Of the lines below, reproduce exactly those from the line containing "Task: locate the concrete" to the end, including both the first and the last.

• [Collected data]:
----------------------------------------

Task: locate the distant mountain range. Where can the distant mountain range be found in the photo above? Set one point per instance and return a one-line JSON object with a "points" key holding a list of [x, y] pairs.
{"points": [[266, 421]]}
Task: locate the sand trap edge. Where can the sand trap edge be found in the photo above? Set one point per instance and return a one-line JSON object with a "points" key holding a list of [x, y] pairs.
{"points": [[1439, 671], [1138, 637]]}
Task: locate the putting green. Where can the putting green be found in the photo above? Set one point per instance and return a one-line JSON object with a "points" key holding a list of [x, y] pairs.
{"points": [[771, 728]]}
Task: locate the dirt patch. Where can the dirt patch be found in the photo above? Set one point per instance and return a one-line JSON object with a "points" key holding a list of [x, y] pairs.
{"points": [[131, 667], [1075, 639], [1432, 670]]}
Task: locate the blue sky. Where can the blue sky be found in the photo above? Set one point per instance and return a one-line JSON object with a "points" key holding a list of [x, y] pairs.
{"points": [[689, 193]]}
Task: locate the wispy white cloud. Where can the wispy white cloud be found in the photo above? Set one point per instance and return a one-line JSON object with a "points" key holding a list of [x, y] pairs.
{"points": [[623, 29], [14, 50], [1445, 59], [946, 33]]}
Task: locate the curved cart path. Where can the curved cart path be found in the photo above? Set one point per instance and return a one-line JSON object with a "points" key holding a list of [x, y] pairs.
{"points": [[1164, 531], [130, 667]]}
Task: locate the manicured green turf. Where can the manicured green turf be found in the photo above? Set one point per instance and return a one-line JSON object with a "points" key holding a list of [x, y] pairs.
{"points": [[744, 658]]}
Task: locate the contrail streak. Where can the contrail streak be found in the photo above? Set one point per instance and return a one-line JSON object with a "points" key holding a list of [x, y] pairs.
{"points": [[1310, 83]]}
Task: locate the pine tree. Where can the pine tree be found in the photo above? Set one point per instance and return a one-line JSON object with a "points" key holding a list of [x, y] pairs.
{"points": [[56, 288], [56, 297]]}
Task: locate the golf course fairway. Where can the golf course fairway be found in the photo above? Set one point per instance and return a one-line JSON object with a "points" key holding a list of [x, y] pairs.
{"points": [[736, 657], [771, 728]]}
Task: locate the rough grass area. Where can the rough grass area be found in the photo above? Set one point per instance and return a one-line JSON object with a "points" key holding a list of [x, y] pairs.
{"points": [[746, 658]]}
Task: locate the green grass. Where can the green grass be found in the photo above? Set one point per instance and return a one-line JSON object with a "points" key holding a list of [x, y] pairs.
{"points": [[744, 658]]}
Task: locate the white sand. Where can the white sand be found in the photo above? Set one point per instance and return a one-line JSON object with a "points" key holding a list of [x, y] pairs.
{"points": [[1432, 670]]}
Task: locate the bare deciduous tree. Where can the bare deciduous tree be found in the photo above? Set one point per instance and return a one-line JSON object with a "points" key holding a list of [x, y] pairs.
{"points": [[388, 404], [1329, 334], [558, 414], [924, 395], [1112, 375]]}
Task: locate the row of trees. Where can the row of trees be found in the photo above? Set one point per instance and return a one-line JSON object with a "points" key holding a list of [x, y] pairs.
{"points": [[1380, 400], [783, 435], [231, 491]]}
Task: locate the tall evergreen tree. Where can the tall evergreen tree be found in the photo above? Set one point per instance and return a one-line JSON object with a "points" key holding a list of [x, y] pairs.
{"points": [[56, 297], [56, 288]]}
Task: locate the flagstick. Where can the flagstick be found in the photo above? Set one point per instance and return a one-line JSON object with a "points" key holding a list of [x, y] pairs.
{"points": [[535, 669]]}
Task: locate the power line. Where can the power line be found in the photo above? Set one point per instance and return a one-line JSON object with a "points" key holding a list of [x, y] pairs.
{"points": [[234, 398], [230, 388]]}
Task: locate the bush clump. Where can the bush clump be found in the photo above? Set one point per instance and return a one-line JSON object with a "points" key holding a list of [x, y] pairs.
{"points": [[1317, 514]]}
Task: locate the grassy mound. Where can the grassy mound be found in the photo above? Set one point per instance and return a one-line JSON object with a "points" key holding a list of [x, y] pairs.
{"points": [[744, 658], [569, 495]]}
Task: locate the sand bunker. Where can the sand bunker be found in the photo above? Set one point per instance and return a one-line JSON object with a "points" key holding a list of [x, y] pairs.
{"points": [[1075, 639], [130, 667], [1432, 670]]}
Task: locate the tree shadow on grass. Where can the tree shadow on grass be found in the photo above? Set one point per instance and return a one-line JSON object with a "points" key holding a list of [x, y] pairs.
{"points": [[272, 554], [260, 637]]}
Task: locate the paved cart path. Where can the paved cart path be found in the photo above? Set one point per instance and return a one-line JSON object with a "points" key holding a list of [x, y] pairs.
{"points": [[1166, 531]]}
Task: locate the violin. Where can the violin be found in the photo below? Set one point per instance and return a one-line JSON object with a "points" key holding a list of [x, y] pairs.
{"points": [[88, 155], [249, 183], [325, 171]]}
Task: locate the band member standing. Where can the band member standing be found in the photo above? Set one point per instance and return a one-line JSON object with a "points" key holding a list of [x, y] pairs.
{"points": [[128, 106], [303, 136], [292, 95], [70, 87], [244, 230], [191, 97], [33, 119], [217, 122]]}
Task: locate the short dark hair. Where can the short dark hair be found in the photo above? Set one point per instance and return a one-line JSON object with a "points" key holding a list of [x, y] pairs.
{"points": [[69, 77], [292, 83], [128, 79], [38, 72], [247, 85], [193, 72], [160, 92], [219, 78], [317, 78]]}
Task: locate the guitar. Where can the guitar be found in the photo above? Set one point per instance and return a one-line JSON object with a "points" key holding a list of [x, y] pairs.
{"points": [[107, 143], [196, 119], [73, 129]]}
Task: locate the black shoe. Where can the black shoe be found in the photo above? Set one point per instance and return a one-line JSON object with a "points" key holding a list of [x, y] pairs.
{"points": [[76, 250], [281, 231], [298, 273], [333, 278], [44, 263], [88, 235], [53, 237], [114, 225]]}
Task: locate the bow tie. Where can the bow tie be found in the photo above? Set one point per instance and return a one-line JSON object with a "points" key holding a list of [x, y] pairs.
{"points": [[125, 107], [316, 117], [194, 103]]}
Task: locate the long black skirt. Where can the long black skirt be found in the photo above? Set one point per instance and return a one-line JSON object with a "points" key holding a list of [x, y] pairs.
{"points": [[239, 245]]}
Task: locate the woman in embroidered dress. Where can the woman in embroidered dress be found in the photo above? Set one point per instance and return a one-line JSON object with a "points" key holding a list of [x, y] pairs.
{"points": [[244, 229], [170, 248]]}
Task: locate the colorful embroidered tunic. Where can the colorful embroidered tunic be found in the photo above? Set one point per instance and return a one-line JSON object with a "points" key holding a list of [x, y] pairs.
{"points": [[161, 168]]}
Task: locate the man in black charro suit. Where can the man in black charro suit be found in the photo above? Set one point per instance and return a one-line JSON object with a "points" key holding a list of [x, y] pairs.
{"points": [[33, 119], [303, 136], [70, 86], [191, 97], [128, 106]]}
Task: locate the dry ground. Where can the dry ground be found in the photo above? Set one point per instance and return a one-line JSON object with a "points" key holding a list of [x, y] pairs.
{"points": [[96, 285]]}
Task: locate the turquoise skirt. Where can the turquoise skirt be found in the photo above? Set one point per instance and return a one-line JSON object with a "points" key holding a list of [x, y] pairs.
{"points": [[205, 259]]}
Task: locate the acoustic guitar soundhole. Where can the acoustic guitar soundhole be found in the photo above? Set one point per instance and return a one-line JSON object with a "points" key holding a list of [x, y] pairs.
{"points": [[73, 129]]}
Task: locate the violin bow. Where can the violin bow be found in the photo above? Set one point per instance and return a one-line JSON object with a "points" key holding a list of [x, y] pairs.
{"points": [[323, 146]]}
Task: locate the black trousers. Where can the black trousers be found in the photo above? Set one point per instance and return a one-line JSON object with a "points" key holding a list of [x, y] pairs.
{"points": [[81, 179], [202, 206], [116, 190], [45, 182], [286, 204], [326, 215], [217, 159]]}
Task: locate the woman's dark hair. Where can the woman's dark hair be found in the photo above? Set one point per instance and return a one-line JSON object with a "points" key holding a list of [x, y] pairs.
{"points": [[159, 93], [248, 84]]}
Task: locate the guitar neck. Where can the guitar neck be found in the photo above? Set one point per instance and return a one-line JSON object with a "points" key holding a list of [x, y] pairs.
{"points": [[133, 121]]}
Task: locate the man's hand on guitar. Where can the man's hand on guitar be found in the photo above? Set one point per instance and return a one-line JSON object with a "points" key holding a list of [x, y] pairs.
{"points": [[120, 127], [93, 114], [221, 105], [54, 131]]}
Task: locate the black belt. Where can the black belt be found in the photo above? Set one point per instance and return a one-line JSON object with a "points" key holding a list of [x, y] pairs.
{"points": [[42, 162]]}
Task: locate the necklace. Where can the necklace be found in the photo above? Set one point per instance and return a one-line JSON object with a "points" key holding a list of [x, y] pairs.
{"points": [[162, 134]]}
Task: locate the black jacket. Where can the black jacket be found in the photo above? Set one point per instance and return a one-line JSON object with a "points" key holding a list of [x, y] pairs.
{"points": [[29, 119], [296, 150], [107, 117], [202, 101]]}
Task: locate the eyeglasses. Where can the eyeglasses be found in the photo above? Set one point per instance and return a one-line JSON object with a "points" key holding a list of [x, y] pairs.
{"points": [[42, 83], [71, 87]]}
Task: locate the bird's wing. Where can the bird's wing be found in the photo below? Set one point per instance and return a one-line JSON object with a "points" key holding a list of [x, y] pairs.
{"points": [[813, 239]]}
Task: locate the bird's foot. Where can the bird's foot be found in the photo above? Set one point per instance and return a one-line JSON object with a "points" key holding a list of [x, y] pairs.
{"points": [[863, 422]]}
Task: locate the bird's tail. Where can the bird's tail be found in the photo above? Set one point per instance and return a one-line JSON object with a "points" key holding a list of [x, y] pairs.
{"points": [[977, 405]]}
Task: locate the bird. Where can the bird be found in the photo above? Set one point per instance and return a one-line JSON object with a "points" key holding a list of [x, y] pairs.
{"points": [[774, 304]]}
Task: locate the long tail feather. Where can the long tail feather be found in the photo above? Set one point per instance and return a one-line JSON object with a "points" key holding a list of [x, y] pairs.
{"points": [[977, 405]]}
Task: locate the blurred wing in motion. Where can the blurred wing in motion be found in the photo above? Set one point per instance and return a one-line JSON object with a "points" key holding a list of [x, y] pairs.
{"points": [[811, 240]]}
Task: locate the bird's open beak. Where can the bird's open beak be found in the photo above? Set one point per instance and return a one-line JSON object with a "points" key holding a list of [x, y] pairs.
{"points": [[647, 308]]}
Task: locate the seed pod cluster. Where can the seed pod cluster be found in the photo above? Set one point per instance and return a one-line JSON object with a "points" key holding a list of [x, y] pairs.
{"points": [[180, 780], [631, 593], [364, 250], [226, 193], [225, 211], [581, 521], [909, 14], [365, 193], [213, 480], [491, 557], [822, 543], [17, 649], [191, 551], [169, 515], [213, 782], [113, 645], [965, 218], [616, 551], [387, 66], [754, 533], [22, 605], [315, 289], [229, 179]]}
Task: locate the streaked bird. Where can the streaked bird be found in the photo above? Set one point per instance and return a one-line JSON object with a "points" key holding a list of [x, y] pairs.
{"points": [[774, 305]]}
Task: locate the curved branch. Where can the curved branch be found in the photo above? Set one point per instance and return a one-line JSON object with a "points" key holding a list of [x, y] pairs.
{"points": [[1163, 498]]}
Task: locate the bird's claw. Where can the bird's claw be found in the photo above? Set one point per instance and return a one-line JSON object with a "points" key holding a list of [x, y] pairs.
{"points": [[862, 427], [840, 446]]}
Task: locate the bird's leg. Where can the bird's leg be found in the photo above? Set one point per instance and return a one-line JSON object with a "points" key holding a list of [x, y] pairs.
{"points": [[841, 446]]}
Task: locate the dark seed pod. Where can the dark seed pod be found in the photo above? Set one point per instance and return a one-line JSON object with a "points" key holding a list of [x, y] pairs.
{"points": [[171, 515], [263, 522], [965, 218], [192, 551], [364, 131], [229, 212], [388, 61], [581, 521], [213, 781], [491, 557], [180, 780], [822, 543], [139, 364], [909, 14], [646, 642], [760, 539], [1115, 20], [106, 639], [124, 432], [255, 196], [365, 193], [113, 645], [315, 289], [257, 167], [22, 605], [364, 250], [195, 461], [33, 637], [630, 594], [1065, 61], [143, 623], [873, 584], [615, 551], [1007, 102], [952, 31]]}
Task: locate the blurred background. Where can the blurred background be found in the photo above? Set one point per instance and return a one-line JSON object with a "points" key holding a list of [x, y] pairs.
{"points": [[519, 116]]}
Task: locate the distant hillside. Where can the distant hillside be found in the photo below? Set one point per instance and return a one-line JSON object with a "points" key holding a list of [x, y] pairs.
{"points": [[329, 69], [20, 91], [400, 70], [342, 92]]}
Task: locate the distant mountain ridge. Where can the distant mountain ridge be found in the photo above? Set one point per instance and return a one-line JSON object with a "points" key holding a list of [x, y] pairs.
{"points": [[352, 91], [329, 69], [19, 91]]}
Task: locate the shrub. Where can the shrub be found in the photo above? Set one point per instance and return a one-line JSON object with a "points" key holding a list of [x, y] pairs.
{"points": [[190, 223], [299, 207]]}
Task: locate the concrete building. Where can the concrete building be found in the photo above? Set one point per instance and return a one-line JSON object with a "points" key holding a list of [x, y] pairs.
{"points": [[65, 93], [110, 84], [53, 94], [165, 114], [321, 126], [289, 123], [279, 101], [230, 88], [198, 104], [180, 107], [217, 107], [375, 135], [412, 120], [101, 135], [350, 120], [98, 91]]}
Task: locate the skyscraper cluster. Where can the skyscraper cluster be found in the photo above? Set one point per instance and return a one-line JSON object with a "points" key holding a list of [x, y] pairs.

----------------------------------------

• [Answer to this problem]:
Task: locate the concrete building. Where can the concrete building be found in the photo above? Set one point per instance and return a one-line JSON object with a "points" key holding a list of [x, y] pairs.
{"points": [[65, 93], [110, 84], [53, 94], [165, 114], [321, 126], [289, 123], [279, 101], [230, 88], [198, 104], [180, 107], [217, 107], [375, 135], [412, 120], [101, 135], [350, 120], [98, 91]]}
Task: locate the skyscraper cluster. Where can the skyscraper cluster be found in the photo above? Set one point per instance and return a one-line JSON object with a "points" key holding a list of [x, y] pairs.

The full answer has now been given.